Vorliegender Textauszug.
----------

Von den Geschäftsanteilen der Klägerin wurden mit Vertrag vom 30. Dezember 1994 30 % und mit Vertrag vom 27. Juni 1996 20 %, jeweils per 01. Januar 1995, mit Vertrag vom 03. Juli 1997 per 01. Januar 1997 25 % sowie mit Vertrag vom 30. September 1998 25 % und mit Vertrag vom 16. November 1998 50 %, jeweils per 01. Januar 1998, veräußert.

Mit Vertrag und Wirkung vom 31. Dezember 1998 übertrug die Klägerin ihr operatives Geschäft auf die …gesellschaft mbH (…). Das … gelegene Industriegrundstück verpachtete sie an die …. Weiteres unbewegliches Anlagevermögen behielt die Klägerin zurück. Die immateriellen Wirtschaftsgüter – darunter auch eine Transportgenehmigung nach § 49 Abs. 1 des Kreislaufwirtschafts- und Abfallgesetzes (KrW/AbfG) – sowie Vorräte, Forderungen und Verbindlichkeiten veräußerte die Klägerin an die …. Die … übernahm die Arbeitnehmer der Klägerin, die wesentlichen vertraglichen Verpflichtungen, den Kundenund Lieferantenstamm sowie die erforderlichen Genehmigungen. Das bewegliche Anlagevermögen veräußerte die Klägerin an eine dritte Gesellschaft, die es in der Folge an die … verpachtete. Unternehmensgegenstand der Klägerin ist seither die Verwaltung und Verpachtung des Grundbesitzes und der Anlagen. Neues Betriebsvermögen ist der Klägerin nicht zugeführt worden.

----------

[Auszug aus einem Datensatz]
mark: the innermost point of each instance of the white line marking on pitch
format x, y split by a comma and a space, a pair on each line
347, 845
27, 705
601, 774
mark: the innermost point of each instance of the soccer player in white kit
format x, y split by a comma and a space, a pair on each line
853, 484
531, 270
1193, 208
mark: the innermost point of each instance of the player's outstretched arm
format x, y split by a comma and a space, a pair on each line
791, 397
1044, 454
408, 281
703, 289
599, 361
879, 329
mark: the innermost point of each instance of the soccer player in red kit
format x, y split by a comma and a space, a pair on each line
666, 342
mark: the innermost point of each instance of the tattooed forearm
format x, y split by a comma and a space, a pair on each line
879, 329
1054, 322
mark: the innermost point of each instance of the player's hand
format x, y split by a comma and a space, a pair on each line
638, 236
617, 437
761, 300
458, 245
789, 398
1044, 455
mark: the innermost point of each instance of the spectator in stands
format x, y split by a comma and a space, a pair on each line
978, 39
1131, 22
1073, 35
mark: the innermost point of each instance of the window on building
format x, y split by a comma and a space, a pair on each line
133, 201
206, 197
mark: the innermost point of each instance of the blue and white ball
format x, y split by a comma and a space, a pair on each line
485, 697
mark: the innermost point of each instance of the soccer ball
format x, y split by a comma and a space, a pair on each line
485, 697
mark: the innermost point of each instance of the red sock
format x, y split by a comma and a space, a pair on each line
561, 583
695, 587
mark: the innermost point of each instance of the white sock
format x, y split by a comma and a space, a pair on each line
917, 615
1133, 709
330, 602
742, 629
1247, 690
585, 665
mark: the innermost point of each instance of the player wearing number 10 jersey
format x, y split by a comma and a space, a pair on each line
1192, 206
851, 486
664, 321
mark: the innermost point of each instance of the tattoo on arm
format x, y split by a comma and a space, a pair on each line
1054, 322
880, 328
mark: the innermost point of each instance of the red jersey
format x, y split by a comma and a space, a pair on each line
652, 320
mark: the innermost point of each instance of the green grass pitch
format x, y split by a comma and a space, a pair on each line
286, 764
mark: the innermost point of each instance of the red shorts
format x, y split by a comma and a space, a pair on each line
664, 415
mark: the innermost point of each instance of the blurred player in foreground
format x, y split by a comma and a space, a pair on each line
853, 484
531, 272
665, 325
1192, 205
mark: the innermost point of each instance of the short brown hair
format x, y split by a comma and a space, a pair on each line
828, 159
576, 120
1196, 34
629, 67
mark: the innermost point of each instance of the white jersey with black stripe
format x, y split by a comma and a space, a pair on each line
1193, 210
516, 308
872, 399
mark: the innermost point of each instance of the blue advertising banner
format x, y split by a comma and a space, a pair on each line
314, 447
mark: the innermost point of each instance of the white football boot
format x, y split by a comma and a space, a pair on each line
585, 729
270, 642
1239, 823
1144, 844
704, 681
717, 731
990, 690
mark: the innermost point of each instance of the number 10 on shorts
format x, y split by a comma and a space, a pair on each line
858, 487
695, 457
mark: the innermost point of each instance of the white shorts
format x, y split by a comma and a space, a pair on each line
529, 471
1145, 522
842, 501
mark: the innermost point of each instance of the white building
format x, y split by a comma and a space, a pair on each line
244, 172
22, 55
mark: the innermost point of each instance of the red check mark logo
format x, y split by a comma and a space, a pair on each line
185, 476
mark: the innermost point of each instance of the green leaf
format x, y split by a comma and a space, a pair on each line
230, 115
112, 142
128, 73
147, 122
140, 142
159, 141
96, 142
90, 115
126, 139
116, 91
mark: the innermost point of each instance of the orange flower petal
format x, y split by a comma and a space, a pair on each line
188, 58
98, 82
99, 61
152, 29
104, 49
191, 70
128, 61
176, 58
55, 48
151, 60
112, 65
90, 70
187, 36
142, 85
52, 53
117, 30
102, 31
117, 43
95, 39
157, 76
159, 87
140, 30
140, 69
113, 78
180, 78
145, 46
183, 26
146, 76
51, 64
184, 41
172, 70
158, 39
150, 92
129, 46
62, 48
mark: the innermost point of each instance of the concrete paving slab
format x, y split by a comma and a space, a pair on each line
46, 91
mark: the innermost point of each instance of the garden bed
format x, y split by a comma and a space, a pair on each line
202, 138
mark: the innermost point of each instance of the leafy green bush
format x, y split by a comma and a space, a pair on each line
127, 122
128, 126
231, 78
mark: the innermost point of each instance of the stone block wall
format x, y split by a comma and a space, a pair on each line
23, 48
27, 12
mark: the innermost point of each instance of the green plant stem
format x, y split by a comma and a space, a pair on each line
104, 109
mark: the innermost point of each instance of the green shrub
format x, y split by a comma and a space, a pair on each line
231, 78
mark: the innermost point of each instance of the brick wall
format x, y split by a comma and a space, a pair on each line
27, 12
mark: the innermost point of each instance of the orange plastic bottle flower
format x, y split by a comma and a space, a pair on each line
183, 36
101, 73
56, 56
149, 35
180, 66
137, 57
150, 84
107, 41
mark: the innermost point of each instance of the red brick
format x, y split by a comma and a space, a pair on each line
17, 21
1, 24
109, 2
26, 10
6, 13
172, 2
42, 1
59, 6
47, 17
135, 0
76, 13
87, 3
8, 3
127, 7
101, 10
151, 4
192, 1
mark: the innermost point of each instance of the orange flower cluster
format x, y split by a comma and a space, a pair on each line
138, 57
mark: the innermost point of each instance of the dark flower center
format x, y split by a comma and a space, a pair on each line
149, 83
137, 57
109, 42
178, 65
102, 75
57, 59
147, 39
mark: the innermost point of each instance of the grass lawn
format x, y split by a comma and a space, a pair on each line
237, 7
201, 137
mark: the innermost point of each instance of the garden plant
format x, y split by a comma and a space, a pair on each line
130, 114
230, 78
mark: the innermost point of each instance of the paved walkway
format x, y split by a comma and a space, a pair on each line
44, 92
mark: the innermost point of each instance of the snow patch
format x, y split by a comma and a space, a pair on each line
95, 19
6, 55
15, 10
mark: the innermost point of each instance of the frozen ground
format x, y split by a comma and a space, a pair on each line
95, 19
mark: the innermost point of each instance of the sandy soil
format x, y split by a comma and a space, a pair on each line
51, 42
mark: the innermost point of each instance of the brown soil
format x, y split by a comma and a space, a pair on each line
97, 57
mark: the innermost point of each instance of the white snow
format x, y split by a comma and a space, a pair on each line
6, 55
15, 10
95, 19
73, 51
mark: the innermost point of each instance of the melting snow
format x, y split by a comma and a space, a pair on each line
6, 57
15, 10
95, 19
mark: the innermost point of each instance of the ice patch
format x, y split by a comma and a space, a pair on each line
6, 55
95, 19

----------

Aufgaben.
A – Gib an, welcher Unternehmensgegenstand der Klägerin laut dem Textauszug über ihre Geschäftsübertragung seither zukommt.
B – Führe den Textauszug über die Geschäftsübertragung der Klägerin im Anschluss an seinen letzten Satz weiter.
Die Einträge werden für die Aufgaben nicht gebraucht.

Antworten.
A – Die Verwaltung und Verpachtung des Grundbesitzes und der Anlagen.

B –
In den Jahren 2000 und 2001 führte der Beklagte bei der Klägerin eine Außenprüfung durch. Der Prüfer kam zu der Auffassung, dass der zum 31. Dezember 1997 festgestellte verbleibende Verlustabzug zur Körperschaftsteuer in Höhe von DM 6 927 295 und der zum 31. Dezember 1997 festgestellte Gewerbeverlust in Höhe von DM 5 282 970 gemäß § 8 Abs. 4 des Körperschaftsteuergesetzes (KStG), hinsichtlich des Gewerbeverlustes i.V.m. § 10a Satz 4 des Gewerbesteuergesetzes (GewStG), nicht abzugsfähig sei. Der Beklagte erließ daraufhin die hier angefochtenen geänderten Bescheide über Körperschaftsteuer 1998, 1999 und 2000, die gesonderte Feststellung von Besteuerungsgrundlagen zum 31. Dezember 1998, zum 31. Dezember 1999 und zum 31. Dezember 2000, über die gesonderte Feststellung des verbleibenden Verlustabzuges zur Körperschaftsteuer auf den 31. Dezember 1998, auf den 31. Dezember 1999 und auf den 31. Dezember 2000, über die gesonderte Feststellung des vortragsfähigen Gewerbeverlustes auf den 31. Dezember 1998, auf den 31. Dezember 1999 und auf den 31. Dezember 2000 sowie über Gewerbesteuermessbetrag und Gewerbesteuer 1999 und 2000.

Die Klägerin macht geltend, dass sie ihre wirtschaftliche Identität i.S.d. § 8 Abs. 4 KStG nicht verloren habe, weil ihr – was unverzichtbare Voraussetzung der Anwendung des § 8 Abs. 4 KStG sei – kein neues Betriebsvermögen zugeführt worden sei.

Ergänzend weist sie darauf hin, dass § 8 Abs. 4 KStG in der Fassung des Gesetzes zur Fortsetzung der Unternehmenssteuerreform vom 29. Oktober 1997 wegen Mängeln des Gesetzgebungsverfahrens verfassungswidrig sein könnte.

Die Klägerin beantragt,

die Bescheide über die gesonderte Feststellung des verbleibenden Verlustabzuges zur Körperschaftsteuer auf den 31. Dezember 1998 und über die gesonderte Feststellung des vortragsfähigen Gewer...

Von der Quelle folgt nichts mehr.